• **WORK INSTRUCTION A**
In the passage on terrain park injuries, write out the part starting with "Hagel hypothesised that" and going on through "for aerial manoeuvres.", putting "aerial tricks" wherever "aerial manoeuvres" occurs.
• **WORK INSTRUCTION B**
Answer these questions from the passage on terrain park injuries.
(i) Who hypothesized that beginner child snowboarders from the 1990s may now be experienced adolescent snowboarders?
(ii) What remains the leading cause of death and morbidity for both skiers and snowboarders?
(iii) In which freestyle events did head injuries occur at national snowboarding events?
• **WORK INSTRUCTION C**
Decide whether each statement agrees with the passage on terrain park injuries.
(i) Helmets are mandatory at most US ski areas.
(ii) Self-rated intermediates and experts had more injuries than beginners.
(iii) Most of those injured in terrain parks were wearing a helmet.

• **PASSAGE PROVIDED**
Most terrain park injuries resulted from high falls among non-beginner male snowboarders aged 13–24 years, and were more likely to involve severe injury requiring hospital transport compared to injuries on slopes. Snowboarding injuries are common among young men.6–9
There were more injuries among self-rated intermediates and experts than beginners.6,10
Beginners may appropriately assess their low skill level and not attempt manoeuvres beyond their ability. Injured intermediates/experts may overestimate their true ability and be misclassified beginners.
Hagel hypothesised that beginner child snowboarders from the 1990s may now be experienced adolescent snowboarders attempting difficult tricks in terrain parks.6
Advanced skill implies faster speeds and attempts at higher, more difficult jumps. If aerial manoeuvres attempted are not in proportion to ability level, more severe injuries may occur. The sport of snowboarding and terrain park design allow for extreme tricks and high risk-taking attitudes.11
Some terrain park features are not designed for aerial manoeuvres, and traditional slopes may include terrain-like cliffs or moguls for aerial manoeuvres.
Helmet use is more prevalent among experts, children and snowboarders12–14
; a higher proportion of those injured in terrain parks were wearing helmets, perhaps reflecting a younger, expert, snowboarder population. Terrain park injuries were more likely to be concussion or involve the head; however the majority of those injured in terrain parks were not wearing a helmet. There is convincing evidence that ski helmets reduce risk of head injury.4,15–17
Traumatic brain injury remains the leading cause of death and morbidity for both skiers and snowboarders.7,18–20
At national snowboarding events, head injuries only occurred in freestyle events (half-pipe and big air).11
Helmets are not mandatory at most US ski areas but perhaps should be mandatory in terrain parks.

• **DATA SEGMENT**
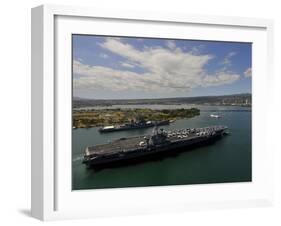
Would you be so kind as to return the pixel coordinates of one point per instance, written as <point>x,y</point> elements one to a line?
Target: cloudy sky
<point>122,68</point>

• **WRITTEN SOLUTION A**
Hagel hypothesised that beginner child snowboarders from the 1990s may now be experienced adolescent snowboarders attempting difficult tricks in terrain parks.6
Advanced skill implies faster speeds and attempts at higher, more difficult jumps. If aerial tricks attempted are not in proportion to ability level, more severe injuries may occur. The sport of snowboarding and terrain park design allow for extreme tricks and high risk-taking attitudes.11
Some terrain park features are not designed for aerial tricks, and traditional slopes may include terrain-like cliffs or moguls for aerial tricks.

• **WRITTEN SOLUTION B**
(i) Hagel
(ii) Traumatic brain injury
(iii) Half-pipe and big air

• **WRITTEN SOLUTION C**
(i) No: "Helmets are not mandatory at most US ski areas"
(ii) Yes: "There were more injuries among self-rated intermediates and experts than beginners."
(iii) No: "the majority of those injured in terrain parks were not wearing a helmet"